Using the entries below, write out the line with "Query: propeller blade", the line with "Query: white parked airplane", and every line in between, exactly as each is written.

Records for the task START

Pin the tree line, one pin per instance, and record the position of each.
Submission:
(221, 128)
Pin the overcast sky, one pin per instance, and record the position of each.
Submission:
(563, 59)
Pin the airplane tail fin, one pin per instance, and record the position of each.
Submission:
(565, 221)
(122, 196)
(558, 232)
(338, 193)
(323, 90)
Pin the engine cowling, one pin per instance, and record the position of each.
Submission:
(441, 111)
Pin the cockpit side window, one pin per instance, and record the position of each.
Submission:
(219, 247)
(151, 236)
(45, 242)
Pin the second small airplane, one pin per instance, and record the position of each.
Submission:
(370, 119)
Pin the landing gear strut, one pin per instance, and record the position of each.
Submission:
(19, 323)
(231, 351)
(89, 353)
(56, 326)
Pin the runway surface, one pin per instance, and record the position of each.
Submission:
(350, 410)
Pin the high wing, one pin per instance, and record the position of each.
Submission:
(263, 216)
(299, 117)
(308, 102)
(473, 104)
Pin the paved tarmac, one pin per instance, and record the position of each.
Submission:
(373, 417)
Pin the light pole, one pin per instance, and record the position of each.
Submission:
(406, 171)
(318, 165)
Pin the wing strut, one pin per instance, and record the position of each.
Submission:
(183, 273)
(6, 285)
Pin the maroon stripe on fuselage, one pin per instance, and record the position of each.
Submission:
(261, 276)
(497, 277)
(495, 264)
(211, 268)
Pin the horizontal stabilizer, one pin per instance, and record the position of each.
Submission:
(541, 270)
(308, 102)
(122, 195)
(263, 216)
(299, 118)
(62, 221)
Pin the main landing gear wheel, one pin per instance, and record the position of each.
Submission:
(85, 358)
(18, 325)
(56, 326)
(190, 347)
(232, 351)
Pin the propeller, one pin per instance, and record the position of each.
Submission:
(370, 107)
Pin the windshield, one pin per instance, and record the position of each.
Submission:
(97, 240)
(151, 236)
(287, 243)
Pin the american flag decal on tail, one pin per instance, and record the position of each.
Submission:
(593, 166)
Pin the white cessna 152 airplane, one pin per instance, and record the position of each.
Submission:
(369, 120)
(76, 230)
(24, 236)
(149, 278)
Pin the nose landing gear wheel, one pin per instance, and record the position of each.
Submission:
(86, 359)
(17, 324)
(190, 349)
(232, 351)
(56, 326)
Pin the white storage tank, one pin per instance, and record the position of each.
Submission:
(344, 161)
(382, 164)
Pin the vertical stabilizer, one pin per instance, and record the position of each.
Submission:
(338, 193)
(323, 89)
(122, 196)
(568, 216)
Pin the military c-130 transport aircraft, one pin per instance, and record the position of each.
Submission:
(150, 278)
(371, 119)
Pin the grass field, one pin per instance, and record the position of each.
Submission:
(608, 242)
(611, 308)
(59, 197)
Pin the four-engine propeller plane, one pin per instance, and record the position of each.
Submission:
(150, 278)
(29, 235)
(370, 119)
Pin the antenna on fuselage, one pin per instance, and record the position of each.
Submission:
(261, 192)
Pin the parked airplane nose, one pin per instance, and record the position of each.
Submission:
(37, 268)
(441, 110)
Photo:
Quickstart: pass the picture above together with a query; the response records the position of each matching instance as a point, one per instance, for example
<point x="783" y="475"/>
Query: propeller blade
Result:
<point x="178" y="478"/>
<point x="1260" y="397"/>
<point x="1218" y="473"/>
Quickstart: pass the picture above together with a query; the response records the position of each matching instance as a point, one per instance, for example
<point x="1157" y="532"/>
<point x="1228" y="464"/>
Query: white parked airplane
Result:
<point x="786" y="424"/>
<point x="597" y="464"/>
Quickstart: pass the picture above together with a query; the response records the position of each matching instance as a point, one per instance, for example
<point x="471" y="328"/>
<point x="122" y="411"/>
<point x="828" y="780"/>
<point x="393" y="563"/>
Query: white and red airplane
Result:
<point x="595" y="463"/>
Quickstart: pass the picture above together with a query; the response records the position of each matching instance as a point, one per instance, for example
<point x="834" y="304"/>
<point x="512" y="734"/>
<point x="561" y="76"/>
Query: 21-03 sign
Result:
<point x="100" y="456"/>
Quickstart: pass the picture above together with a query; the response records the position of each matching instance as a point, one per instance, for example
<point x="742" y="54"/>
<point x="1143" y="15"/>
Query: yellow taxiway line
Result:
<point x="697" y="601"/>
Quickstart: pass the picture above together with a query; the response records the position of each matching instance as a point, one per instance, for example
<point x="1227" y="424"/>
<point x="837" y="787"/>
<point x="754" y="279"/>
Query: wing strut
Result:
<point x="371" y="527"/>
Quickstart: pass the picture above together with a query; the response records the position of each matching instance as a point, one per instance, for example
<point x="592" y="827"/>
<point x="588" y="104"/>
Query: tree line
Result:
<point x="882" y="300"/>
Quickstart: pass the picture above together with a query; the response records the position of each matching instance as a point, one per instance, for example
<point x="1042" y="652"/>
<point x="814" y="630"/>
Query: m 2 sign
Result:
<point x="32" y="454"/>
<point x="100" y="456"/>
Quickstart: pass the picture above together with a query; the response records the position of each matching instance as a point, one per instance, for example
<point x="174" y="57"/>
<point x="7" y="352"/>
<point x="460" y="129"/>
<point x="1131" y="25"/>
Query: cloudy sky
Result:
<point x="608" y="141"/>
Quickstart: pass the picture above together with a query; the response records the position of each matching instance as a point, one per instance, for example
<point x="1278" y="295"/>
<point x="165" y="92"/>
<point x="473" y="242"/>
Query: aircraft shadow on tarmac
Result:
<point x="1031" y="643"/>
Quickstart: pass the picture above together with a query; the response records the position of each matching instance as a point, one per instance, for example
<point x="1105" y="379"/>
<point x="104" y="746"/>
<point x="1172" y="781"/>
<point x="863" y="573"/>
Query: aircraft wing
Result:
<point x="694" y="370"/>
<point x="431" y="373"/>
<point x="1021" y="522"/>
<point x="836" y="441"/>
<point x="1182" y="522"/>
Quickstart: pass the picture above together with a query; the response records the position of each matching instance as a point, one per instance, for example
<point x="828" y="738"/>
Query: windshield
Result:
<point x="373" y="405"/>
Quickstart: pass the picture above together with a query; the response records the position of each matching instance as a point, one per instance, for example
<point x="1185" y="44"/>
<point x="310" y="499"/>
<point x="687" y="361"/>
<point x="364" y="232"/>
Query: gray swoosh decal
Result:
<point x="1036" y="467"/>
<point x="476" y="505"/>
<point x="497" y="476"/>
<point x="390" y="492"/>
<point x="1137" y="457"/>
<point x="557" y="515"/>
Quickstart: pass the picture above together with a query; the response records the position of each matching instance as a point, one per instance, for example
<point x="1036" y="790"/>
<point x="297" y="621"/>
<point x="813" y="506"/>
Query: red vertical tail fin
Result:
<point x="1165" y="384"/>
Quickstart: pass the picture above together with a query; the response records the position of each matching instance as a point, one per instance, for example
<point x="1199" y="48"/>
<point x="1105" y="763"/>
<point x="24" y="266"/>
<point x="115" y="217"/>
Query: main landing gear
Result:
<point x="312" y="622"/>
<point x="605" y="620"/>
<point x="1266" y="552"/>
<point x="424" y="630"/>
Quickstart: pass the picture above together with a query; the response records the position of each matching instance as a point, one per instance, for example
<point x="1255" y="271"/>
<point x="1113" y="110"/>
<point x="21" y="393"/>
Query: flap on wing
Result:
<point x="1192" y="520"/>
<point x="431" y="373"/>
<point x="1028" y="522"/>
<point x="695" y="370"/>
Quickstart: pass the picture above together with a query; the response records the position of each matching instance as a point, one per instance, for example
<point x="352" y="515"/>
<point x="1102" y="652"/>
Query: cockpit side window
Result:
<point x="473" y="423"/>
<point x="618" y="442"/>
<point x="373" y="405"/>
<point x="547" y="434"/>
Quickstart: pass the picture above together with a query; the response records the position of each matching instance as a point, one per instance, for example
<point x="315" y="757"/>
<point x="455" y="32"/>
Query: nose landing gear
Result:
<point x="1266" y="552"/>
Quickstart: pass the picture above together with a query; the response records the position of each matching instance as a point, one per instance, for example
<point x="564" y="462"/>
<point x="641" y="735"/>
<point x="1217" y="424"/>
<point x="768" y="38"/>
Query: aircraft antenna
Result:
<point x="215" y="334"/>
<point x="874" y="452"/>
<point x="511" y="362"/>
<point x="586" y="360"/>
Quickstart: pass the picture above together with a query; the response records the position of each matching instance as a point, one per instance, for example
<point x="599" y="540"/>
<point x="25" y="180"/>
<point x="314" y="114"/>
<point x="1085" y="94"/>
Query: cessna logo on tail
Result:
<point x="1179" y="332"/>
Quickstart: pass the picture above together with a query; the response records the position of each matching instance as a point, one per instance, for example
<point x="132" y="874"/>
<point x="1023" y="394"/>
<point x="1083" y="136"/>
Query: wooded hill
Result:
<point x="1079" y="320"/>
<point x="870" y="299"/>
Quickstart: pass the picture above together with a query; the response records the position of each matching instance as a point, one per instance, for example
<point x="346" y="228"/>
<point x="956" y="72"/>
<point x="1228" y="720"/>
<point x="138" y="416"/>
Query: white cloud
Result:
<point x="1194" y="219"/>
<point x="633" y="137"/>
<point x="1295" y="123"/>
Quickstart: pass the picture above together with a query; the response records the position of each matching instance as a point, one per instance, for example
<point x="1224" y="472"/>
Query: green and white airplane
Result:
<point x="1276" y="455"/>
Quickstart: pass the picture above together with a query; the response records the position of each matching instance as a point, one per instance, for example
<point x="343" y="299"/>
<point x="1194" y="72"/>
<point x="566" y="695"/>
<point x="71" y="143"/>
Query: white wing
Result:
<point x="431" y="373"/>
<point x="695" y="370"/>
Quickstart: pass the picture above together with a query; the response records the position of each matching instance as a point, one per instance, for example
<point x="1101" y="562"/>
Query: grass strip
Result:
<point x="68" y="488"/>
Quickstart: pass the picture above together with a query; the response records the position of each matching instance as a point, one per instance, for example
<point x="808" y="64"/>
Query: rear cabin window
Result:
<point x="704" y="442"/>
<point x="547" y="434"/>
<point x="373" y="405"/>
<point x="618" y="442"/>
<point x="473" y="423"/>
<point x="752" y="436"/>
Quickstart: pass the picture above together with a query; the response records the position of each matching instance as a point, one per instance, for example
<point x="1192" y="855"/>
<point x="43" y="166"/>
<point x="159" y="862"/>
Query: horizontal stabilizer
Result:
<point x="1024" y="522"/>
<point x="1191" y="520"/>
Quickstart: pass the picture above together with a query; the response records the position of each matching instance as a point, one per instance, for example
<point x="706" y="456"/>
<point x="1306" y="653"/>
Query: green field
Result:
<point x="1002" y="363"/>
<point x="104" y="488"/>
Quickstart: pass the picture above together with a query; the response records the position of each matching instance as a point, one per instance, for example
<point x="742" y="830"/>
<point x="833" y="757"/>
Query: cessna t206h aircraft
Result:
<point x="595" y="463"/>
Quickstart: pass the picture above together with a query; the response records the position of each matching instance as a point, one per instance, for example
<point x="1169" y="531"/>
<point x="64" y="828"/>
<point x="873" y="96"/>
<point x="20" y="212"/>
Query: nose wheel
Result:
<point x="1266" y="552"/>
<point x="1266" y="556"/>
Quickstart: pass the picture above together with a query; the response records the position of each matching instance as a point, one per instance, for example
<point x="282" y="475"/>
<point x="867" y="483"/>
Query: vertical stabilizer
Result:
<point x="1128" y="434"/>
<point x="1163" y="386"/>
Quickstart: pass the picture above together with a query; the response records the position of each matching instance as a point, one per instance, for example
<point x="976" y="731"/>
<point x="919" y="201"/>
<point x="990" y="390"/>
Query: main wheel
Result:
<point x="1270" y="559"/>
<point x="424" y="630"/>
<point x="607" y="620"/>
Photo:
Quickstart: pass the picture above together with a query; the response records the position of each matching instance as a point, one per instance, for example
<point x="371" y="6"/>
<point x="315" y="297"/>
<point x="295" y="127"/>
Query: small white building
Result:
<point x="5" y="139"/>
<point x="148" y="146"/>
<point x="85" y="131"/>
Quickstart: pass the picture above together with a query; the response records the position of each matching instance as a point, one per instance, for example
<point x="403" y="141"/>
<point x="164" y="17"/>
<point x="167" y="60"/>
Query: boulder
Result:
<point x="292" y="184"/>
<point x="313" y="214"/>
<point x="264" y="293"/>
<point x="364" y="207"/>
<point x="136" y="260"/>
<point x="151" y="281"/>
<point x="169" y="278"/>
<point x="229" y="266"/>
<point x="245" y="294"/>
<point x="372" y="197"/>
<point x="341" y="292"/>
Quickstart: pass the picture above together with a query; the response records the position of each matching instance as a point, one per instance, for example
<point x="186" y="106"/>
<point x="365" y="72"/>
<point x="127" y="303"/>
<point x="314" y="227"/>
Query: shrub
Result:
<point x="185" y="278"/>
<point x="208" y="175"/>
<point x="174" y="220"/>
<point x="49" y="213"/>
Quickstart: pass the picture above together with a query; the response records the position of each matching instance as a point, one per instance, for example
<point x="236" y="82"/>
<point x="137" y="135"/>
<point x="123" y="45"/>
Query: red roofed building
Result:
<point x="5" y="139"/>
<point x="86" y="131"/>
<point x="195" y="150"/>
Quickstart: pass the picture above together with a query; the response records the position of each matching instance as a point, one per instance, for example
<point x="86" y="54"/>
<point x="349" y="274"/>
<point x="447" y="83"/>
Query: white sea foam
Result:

Records for the task END

◆ Response to the exercise:
Query: propeller blade
Result:
<point x="178" y="478"/>
<point x="1260" y="397"/>
<point x="1218" y="473"/>
Quickstart: pass the picture above together with a query; the response records the position of each matching instance as a point, one per instance, for example
<point x="1157" y="532"/>
<point x="1228" y="464"/>
Query: white parked airplane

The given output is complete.